» EXTRACT
★ ★ ★
Don't condescend to me. Jobs never did. Don't ply me with fanboi metaphors or you'll never figure this out. I'm not 12, and I don't have little Star Wars dolls stuffed under my bed.

The company has created a new typeface for Ice Cream Sandwich dubbed Roboto, designed in-house at Google, something the company has never done before.

Can I read it without my reading glasses, or do I have to blow it up to some absurd size? Why not use Clearview, which replaced Highway Gothic in roadsigns. It's designed to be read at speed. Instead I get this spindly font which I guarantee will look bad in full sunlight.

"Instead, I offer the web. Here there's beautiful examples of very customized, very different feeling websites." Matias flips through slides in his deck, a variety of websites, some news-focused, others which are services or shopping sites. "These look completely unlike each other, but people understand how to use them because the right things are standard conventions, and other things are flexible."

OK. So, you've invented a template, or as I like to think of it: My Yahoo.

But there are deeper changes. Matias tells me that starting with Android 4.0, users can uninstall any application they like, such as the native browser or email client - and that seems to go for carrier software as well. In phone settings you can also control your data usage in a very specific manner. Google is providing tools to set data limits systemwide or for specific apps, then give you warnings when you're about to cross a threshold.

But Verizon will turn it off, so get ready to root your phone.

"I thought 'okay you know what, I've tried to win so many times before,' and it's been shown that it doesn't matter how great a product you have and how revolutionary the product is... distribution and marketshare are the things that matter." Matias smiles, "Now I'm going the other way around."

Have you seen an iPhone? You're targeting Windows and ignoring Apple. I get that. It's the logical move. The phone OS is the way to take desktop OS marketshare. And you'll seize Apple marketshare in the process--except for a core of black turtlenecked Apple cultists--but don't pretend that while you were at Palm the folks at Apple were waiting to see what you did next.

This OS shouldn't be called Ice Cream Sandwich.

It should be called Apple Cobbler.
 
2011-10-19 12:54:58 PM
I guess it depends on how you define a "good" UI. I'm sure all three companies have lots of research to back up the way they do things (I know Microsoft does, as they're using it now to try to defend the awful Windows 8 Metro).

I'd defend "good" as being what the user knows how to use and expects. Apple users are used to Apple's UI choices. Microsoft users are used to Microsoft's (which is why they shouldn't go around making radical changes).
★ ★ ★
[Detection annotation records]

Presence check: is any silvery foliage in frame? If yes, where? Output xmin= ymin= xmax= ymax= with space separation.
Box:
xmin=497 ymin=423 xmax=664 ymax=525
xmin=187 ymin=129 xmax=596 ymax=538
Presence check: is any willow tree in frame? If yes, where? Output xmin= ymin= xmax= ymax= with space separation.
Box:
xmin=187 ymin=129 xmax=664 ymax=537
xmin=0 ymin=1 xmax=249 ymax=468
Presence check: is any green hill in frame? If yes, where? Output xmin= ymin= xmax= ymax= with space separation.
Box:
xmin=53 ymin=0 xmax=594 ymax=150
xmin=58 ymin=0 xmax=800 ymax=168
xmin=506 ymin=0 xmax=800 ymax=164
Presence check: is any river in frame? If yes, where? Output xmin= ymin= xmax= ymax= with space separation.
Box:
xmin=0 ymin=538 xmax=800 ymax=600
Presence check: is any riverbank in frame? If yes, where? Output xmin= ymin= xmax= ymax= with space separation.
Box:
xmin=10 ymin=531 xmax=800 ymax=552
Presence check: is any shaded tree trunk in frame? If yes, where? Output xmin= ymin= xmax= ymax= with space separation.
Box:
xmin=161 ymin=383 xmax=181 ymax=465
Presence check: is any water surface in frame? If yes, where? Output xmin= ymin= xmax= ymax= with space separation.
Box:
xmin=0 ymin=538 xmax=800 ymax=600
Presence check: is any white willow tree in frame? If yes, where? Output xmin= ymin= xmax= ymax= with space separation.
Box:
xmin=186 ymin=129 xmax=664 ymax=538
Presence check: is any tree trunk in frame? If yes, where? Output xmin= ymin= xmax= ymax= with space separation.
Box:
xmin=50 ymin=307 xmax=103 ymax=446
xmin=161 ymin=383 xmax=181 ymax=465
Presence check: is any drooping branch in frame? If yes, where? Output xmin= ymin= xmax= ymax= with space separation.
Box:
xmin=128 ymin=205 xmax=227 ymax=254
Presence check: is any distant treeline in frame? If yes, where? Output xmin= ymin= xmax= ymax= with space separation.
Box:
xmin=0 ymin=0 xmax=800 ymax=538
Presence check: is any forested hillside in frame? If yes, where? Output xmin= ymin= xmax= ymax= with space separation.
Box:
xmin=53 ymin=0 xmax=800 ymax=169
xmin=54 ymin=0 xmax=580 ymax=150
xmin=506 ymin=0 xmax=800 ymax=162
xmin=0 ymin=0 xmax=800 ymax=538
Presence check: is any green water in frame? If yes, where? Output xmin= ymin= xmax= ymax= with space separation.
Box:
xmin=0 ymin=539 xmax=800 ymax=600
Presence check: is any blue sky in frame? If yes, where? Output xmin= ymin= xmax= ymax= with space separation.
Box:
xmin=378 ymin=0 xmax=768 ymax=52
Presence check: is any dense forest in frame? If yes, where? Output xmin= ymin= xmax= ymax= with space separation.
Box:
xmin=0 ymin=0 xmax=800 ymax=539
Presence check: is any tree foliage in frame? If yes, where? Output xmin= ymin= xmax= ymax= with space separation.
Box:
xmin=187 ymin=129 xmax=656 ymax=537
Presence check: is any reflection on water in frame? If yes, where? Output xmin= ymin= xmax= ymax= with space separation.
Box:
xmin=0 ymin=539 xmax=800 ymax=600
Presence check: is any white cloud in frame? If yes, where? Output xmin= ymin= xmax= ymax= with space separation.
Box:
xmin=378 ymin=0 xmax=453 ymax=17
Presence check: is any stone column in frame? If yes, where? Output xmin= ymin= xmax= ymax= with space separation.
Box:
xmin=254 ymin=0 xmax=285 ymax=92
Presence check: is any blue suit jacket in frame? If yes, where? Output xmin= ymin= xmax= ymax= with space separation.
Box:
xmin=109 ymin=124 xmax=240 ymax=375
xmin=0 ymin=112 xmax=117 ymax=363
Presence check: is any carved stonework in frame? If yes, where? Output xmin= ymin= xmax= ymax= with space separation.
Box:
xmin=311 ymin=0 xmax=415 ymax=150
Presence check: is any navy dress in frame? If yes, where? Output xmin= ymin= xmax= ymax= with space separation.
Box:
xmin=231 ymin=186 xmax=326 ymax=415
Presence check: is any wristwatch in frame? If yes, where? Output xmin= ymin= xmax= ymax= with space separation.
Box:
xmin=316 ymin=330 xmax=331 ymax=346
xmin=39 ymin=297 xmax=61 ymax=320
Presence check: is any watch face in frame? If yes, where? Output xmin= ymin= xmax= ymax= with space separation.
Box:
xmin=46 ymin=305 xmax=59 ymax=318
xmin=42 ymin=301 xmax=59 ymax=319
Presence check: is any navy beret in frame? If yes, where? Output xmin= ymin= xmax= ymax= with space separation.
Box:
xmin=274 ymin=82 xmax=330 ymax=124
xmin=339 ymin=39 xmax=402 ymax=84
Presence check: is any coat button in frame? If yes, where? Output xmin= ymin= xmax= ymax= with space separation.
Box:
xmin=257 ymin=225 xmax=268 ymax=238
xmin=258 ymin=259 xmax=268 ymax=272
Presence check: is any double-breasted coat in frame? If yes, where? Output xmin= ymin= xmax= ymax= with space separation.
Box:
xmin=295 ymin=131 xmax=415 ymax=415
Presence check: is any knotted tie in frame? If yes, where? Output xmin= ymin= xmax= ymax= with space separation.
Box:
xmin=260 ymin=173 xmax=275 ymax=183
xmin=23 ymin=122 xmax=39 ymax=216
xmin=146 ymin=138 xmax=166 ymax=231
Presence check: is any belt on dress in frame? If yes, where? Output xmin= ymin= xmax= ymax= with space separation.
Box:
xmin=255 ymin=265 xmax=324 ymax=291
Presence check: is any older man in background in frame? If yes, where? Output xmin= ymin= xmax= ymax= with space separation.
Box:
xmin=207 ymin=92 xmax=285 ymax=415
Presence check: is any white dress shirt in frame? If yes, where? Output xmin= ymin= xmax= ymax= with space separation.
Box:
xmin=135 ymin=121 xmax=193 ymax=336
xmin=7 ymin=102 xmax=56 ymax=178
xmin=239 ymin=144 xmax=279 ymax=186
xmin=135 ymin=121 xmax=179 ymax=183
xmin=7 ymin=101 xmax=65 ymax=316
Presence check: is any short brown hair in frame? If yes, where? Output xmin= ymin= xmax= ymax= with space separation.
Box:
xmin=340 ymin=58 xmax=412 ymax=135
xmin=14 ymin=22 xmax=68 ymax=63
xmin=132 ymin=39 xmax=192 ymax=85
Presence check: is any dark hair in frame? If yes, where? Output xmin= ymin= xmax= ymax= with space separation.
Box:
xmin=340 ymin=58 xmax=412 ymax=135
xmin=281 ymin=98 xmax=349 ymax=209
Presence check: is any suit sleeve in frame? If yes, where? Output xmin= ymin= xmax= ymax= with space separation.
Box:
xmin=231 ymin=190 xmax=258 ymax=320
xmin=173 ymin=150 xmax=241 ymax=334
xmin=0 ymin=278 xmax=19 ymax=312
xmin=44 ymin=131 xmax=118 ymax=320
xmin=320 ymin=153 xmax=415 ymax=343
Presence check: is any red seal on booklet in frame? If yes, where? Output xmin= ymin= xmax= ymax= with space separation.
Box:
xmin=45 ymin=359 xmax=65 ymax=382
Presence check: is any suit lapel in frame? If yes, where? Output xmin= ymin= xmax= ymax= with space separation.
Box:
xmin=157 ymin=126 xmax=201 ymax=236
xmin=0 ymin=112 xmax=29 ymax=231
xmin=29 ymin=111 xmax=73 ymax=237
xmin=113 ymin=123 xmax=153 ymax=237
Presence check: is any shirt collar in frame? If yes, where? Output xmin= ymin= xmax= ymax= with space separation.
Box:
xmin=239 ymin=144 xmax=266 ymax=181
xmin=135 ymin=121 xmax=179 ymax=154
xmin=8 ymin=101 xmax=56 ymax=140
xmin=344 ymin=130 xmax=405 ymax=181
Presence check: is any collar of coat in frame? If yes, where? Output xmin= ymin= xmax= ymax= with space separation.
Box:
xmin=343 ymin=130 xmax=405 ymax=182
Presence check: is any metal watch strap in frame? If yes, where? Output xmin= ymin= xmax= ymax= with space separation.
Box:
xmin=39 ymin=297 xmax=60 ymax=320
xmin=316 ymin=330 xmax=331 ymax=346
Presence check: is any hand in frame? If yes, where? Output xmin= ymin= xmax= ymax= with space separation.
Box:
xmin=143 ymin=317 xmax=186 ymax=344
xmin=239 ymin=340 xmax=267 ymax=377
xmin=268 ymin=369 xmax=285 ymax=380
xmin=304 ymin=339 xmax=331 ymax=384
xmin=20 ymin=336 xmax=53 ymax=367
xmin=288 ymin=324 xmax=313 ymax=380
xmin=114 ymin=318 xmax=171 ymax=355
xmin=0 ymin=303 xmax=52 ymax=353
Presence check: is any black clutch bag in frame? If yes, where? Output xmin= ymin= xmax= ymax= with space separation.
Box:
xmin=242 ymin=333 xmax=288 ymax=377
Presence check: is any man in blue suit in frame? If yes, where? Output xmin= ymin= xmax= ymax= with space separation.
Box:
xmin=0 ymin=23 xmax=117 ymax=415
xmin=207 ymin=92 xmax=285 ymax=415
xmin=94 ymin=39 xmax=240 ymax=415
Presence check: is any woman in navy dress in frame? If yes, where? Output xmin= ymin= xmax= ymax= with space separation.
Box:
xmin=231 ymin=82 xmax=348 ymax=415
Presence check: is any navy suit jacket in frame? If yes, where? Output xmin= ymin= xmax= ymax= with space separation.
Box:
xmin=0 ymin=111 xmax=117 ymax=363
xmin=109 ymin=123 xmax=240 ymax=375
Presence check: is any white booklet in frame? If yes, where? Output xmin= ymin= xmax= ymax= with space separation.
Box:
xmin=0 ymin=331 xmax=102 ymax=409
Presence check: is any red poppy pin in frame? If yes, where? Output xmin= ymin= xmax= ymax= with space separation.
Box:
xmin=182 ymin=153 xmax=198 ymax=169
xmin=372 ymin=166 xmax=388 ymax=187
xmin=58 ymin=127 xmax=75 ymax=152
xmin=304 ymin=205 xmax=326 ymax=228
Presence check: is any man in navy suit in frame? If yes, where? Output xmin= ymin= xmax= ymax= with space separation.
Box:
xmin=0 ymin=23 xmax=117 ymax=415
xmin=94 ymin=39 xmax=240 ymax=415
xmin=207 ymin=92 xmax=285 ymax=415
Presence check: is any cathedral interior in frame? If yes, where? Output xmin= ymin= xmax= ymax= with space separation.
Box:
★ ★ ★
» STATED TASK
Print the part of the Ice Cream Sandwich commentary from "But Verizon will" up to and including "called Apple Cobbler.".

» REPLY TO THE TASK
But Verizon will turn it off, so get ready to root your phone.

"I thought 'okay you know what, I've tried to win so many times before,' and it's been shown that it doesn't matter how great a product you have and how revolutionary the product is... distribution and marketshare are the things that matter." Matias smiles, "Now I'm going the other way around."

Have you seen an iPhone? You're targeting Windows and ignoring Apple. I get that. It's the logical move. The phone OS is the way to take desktop OS marketshare. And you'll seize Apple marketshare in the process--except for a core of black turtlenecked Apple cultists--but don't pretend that while you were at Palm the folks at Apple were waiting to see what you did next.

This OS shouldn't be called Ice Cream Sandwich.

It should be called Apple Cobbler.